--- Source excerpt ---
......
These functions, and supporting ones, are in File:OLEExcel.ijs.

Caveats About Ugliness and Other Things

This code to read and write Excel spreadsheets using the OLE facility in J is kind of warty because Excel is warty. That is, there are a number of ugly, arbitrary things I have to do, like translate to and from Excel notation, account for how much data the clipboard can hold, ensure spreadsheet paths include a disk specification, and account for a difference in size between what was requested to be read and what was actually read from a worksheet.

There is a big potential problem with reading numbers from Excel: the OLE method returns numbers as formatted in the spreadsheet. This has a couple of unfortunate consequences: it limits precision and can miss negative numbers. This latter case could happen because Excel allows you to specify that negative numbers are indicated solely by color, e.g. all negative numbers are red. This means you will read them as a positive number using OLE - there is no way around this as far as I know.

Another, solvable problem has to do with how the representation of numbers differs between J and Excel, particularly in that J uses the underscore character "_" as a negative sign whereas Excel has a number of different conventions depending on the formatting of the cell. This means generalized code has to convert between "_" (J minus) and "-", or "(number)" for negatives.

Furthermore, Excel has some other conventions for representing numbers that have to be translated to J. For instance, Excel allows the plus sign "+" in an exponent whereas J does not. Also, miscellaneous decorators like "$" and embedded commas have to be removed from Excel numbers for J to be able to convert them to numbers.

One other caveat: these functions work only with implementations of J which support "wd". So, they will not work from J invoked by "jconsole.exe", only as "j.exe". A sign that your version of J might be something like the following:

   xlopen ''
|domain error: wd
|       wd'cc xl oleautomation:excel.application'

Pre-requisites

First, you need to run this code from within "j.exe" as "jconsole.exe" does not support "wd".

To run these routines, you should have a "jmacros.xls" file defined to hold the basic macros used by this code. If you don't, you may see a message like this: EgMissingJMacrosXLS.png

These macros are VBA routines to perform basic I/O and such. They can be found here. In Excel 2010, you may need to invoke File/Options/Customize Ribbon and check the "Developer" box to give you easy access to the VB script editor in order to insert these macros.

Brief Explanation of Code

I'll assume the reader has already looked at the usual OLE/Excel intro.

I'll present the code with little explanation other than the comments embedded in it until I spend more time updating this page. Of course, anyone who finds this useful is also welcome to update the page with anything they've found.
......
--- Data entries ---

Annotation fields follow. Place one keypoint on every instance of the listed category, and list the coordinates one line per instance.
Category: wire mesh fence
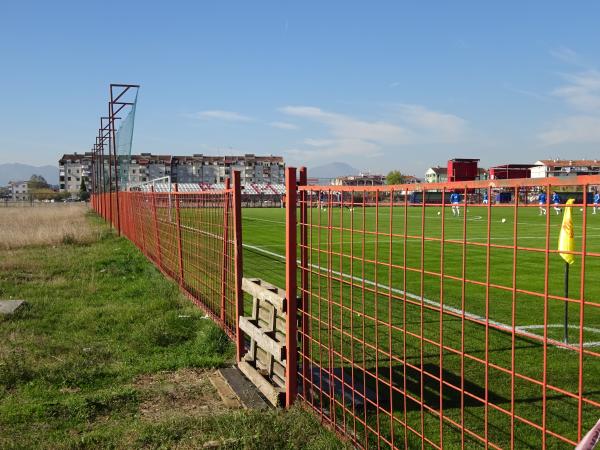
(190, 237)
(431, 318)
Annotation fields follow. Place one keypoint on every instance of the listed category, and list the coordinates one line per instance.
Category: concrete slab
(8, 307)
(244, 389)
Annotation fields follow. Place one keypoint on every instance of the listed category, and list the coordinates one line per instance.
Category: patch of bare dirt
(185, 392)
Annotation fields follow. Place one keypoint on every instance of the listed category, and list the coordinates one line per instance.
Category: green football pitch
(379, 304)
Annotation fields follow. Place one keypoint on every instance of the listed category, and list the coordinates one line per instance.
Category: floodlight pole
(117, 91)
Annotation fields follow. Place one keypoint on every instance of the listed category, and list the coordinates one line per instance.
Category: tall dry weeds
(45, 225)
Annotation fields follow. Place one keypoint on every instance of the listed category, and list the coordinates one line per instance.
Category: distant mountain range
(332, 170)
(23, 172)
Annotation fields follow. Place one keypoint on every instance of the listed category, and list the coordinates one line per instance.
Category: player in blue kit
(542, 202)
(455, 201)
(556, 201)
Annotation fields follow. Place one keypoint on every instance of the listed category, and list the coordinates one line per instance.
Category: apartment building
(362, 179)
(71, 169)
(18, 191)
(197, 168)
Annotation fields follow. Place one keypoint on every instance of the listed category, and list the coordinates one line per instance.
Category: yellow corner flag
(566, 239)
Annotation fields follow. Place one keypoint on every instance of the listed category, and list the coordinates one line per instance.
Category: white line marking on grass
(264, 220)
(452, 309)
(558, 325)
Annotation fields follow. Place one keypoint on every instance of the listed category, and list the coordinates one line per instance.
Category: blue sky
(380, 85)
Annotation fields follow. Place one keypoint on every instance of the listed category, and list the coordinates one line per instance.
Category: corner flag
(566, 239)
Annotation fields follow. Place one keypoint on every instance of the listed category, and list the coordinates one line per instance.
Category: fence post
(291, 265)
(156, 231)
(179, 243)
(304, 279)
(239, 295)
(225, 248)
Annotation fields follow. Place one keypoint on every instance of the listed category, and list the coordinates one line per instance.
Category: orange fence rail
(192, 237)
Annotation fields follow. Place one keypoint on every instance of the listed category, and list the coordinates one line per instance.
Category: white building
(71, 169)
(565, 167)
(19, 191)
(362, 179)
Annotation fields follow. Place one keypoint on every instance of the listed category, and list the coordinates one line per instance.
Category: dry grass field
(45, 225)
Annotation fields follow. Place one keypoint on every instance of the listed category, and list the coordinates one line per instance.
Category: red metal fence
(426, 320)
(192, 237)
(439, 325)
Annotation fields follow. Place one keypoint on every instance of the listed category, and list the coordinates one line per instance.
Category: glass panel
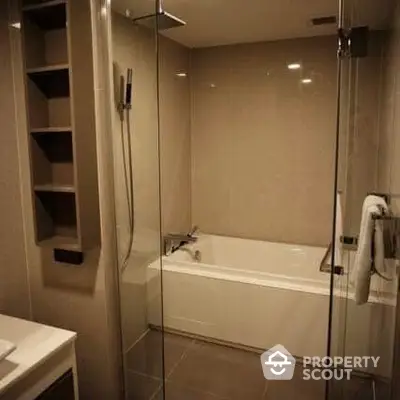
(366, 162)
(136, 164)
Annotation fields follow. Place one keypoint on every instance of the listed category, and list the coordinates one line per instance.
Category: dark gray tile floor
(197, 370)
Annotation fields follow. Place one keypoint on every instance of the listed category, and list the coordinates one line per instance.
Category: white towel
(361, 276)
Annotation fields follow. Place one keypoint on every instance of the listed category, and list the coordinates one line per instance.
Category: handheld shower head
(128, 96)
......
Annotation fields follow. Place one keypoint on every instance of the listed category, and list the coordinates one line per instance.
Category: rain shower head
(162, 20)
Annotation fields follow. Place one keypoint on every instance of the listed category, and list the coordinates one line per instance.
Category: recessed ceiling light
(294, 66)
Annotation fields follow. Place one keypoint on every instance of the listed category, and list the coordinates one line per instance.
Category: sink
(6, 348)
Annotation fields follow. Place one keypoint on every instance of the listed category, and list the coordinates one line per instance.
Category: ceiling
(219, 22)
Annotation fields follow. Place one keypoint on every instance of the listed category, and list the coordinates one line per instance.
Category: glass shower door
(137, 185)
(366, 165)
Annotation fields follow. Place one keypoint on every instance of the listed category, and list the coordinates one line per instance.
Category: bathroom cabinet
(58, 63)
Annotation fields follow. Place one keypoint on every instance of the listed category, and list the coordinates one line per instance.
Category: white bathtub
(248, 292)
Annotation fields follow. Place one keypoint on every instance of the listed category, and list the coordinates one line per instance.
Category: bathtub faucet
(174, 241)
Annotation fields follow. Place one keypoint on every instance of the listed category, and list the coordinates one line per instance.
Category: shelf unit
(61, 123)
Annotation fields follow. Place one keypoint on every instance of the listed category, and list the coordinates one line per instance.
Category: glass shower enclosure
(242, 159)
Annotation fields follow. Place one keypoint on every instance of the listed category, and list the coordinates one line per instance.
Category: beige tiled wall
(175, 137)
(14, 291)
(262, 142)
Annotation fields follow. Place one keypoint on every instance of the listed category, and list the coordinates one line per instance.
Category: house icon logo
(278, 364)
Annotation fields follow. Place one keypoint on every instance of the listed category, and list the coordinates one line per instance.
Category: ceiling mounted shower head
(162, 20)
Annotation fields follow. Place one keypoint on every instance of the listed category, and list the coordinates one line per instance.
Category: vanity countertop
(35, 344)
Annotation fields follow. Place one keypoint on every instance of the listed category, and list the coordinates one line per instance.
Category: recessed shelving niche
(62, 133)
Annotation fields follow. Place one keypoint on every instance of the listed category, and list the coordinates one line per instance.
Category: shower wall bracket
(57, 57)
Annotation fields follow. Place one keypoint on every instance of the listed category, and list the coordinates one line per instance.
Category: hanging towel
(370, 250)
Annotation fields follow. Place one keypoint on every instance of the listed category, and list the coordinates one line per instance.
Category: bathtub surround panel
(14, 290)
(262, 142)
......
--- Your tasks ---
1) Transcribe the excerpt on using Excel from J, from "To run these" up to and including "anything they've found.".
2) In the excerpt on using Excel from J, why can a negative number from a spreadsheet be read as positive through OLE?
3) Resume the excerpt on using Excel from J, continuing after its final sentence.

--- Set of answers ---
1)
To run these routines, you should have a "jmacros.xls" file defined to hold the basic macros used by this code. If you don't, you may see a message like this: EgMissingJMacrosXLS.png

These macros are VBA routines to perform basic I/O and such. They can be found here. In Excel 2010, you may need to invoke File/Options/Customize Ribbon and check the "Developer" box to give you easy access to the VB script editor in order to insert these macros.

Brief Explanation of Code

I'll assume the reader has already looked at the usual OLE/Excel intro.

I'll present the code with little explanation other than the comments embedded in it until I spend more time updating this page. Of course, anyone who finds this useful is also welcome to update the page with anything they've found.

2) Excel allows negative numbers to be indicated solely by color, such as showing all negatives in red, and OLE returns numbers as formatted.

3)
One small exclusion: in order to avoid loading my own set of date/time functions, I've commented out the line assigning "XLDF" for now.

Code Introduction and Table-of-contents: global variables and functions in order

As a standard practice, I list the functions and global variables defined in my script file with a one-line description of the purpose of each at the top of the file.

NB.* OLEExcel.ijs: functions to work with MS Excel via OLE.

NB.* XLDF: Excel date fudge to adjust Excel day number to Julian.
NB.* CLIPMAX: Approx. max. FP nums clipboard holds
NB.* getWkshtNms: get names of all worksheets in MS Excel file y..
NB.* writeLine2WB: open workbook and write row where specified.
NB.* xl2num: attempt to convert Excel value to numeric value.
NB.* addWS: add named worksheet to spreadsheet file.
NB.* writeNewWkbook: write mat to worksheet wsnam in new workbook.
NB.* createNewWkbk: create new workbook named wbname in dir wkbkdir.
NB.* extractXLData: extract all data from Excel spreadsheet.
NB.* fixXLFileNm: ensure we have properly qualified and formatted Excel file name.
NB.* getWSName: get worksheet name given its index (item) number; assume book open.
NB.* setupXLSheet2Load: get spreadsheet data, get only detail record lines,
NB.* getExecutionData: select only full data records from mat of spreadsheet.
NB.* get1Worksheet: get worksheet data; assume workbook already open.
NB.* guessDriveOfFile: guess drive on which named file resides; return
NB.* translateXLRange: translate between Excel range notation and numeric
NB.* translateXLCellNotation: translate between origin-1 row-col coordinates
NB.* quoteIfSp: surround name with '"'s if embedded spaces (stupid MS!).
NB.* macroUsedRange: this is the text of a macro to be inserted into

Code Initialization - Set up namespace, load external modules

We establish a locale "excel" in which all this code resides. We include the base locale in order to have any of those functions available.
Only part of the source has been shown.